- _Set problem 1_:
Return the full article on tensions over Hispanics in Central Florida, reproducing every word without alteration.

━━━━━ Provided passage ━━━━━

Wednesday, August 31, 2005

Tensions mount over Hispanics

Victor Manuel Ramos:

Hispanics who don't speak English should be deported. They're taking jobs from Americans. Their children are burdening our schools.

They should all get back on their boats and go back to wherever they came from.

Those are not the words of Jan P. Hall, the fifth-grade Sadler Elementary schoolteacher accused of belittling Puerto Ricans, Mexicans, Haitians, Middle Easterners and others in a letter to members of Congress.

The comments come from Central Florida residents who have bombarded the Sentinel with several hundred calls, e-mails, letters and online postings since the Orange County School Board suspended Hall last week.

The letter became the latest flash point to divide Central Florida as demographic changes have created a vibrant Hispanic market whose visibility has taken many older residents by surprise. From the cultural to the political, the changes seem to be happening quickly.

Earlier this year, oldies fans were incensed when one Clear Channel Communications radio station switched to Puerto Rican salsa.

Last month, the federal government filed a lawsuit against Osceola County, where Hispanics make up more than a third of the population, charging that the county's at-large election system discriminates against Hispanics. A group of mostly Hispanic residents also has sued Kissimmee on similar grounds.

The letter attributed to Hall seemed to open the floodgates of discontent. Hispanics were horrified at the letter's hurtful words, while non-Hispanic voices rose not only to support the First Amendment right of free speech but also, in many cases, to agree with the letter's divisive contents.

"If a person of color says bad things about white people, it is opinion," noted one posting signed "Learn English" at an bulletin board last week. "If a white person [says] something bad about a person of color it is 'racism.' We WHITE people are the MINORITY in Florida. Where are our groups to fight for OUR rights?"

━━━━━ Provided information ━━━━━

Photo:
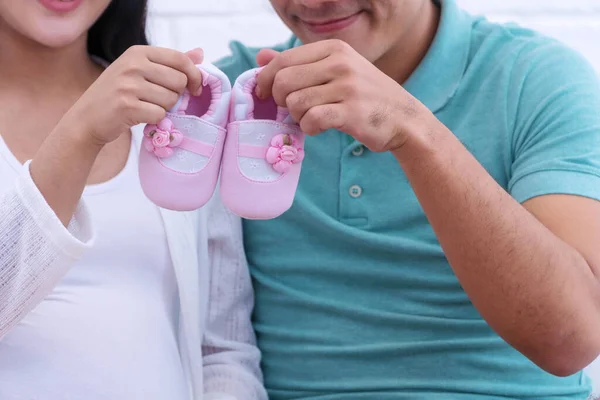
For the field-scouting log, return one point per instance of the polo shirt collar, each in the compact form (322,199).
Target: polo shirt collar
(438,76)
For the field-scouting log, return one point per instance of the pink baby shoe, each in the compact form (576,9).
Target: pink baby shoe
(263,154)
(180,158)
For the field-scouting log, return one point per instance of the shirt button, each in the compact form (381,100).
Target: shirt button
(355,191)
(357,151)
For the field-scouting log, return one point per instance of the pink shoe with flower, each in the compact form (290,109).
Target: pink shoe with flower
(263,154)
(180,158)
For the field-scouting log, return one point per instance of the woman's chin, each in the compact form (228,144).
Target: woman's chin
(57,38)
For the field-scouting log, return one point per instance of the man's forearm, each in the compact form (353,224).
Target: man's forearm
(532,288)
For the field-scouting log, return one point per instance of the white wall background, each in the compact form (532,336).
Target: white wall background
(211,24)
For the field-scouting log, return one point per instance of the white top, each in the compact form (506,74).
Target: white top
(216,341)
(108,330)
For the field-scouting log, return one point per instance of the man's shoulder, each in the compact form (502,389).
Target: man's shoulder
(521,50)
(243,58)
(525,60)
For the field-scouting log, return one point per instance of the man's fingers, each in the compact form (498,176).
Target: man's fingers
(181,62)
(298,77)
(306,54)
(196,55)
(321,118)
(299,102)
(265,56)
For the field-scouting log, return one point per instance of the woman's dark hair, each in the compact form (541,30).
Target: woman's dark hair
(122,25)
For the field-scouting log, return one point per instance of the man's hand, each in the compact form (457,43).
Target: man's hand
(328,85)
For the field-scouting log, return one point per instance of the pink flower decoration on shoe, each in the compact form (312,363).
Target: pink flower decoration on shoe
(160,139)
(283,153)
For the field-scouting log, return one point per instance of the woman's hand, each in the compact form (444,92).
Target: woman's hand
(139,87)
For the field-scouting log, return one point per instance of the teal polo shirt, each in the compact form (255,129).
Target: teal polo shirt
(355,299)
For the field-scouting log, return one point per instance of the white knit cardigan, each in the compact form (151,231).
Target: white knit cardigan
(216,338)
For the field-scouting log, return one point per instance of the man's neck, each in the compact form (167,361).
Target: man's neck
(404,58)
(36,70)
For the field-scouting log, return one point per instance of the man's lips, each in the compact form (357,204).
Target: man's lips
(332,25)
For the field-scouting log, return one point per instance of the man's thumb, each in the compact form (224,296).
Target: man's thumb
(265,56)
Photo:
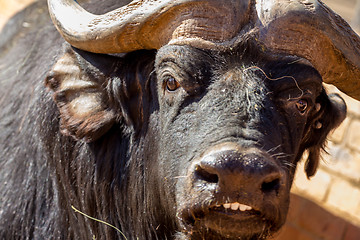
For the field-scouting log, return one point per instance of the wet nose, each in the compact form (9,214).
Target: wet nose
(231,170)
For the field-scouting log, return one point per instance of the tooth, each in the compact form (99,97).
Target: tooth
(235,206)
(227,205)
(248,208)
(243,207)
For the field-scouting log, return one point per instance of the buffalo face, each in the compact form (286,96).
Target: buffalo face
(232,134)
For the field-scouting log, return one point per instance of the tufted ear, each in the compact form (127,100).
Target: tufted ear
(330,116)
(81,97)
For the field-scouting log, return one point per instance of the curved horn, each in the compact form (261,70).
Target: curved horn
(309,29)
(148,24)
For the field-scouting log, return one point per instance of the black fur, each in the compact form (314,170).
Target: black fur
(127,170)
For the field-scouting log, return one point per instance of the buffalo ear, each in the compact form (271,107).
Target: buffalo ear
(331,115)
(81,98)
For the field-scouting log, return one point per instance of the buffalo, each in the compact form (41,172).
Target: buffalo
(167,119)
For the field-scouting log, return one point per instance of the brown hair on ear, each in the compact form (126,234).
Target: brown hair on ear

━━━━━

- _Set problem 2_:
List each line of the entries that contains the word "fingers". Case counts.

- _Task response 1_:
Wednesday, August 31, 2005

Tensions mount over Hispanics

Victor Manuel Ramos:

Hispanics who don't speak English should be deported. They're taking jobs from Americans. Their children are burdening our schools.

They should all get back on their boats and go back to wherever they came from.

Those are not the words of Jan P. Hall, the fifth-grade Sadler Elementary schoolteacher accused of belittling Puerto Ricans, Mexicans, Haitians, Middle Easterners and others in a letter to members of Congress.

The comments come from Central Florida residents who have bombarded the Sentinel with several hundred calls, e-mails, letters and online postings since the Orange County School Board suspended Hall last week.

The letter became the latest flash point to divide Central Florida as demographic changes have created a vibrant Hispanic market whose visibility has taken many older residents by surprise. From the cultural to the political, the changes seem to be happening quickly.

Earlier this year, oldies fans were incensed when one Clear Channel Communications radio station switched to Puerto Rican salsa.

Last month, the federal government filed a lawsuit against Osceola County, where Hispanics make up more than a third of the population, charging that the county's at-large election system discriminates against Hispanics. A group of mostly Hispanic residents also has sued Kissimmee on similar grounds.

The letter attributed to Hall seemed to open the floodgates of discontent. Hispanics were horrified at the letter's hurtful words, while non-Hispanic voices rose not only to support the First Amendment right of free speech but also, in many cases, to agree with the letter's divisive contents.

"If a person of color says bad things about white people, it is opinion," noted one posting signed "Learn English" at an bulletin board last week. "If a white person [says] something bad about a person of color it is 'racism.' We WHITE people are the MINORITY in Florida. Where are our groups to fight for OUR rights?"

- _Task response 2_:
For the field-scouting log, return one point per instance of the man's fingers, each in the compact form (498,176).
Target: man's fingers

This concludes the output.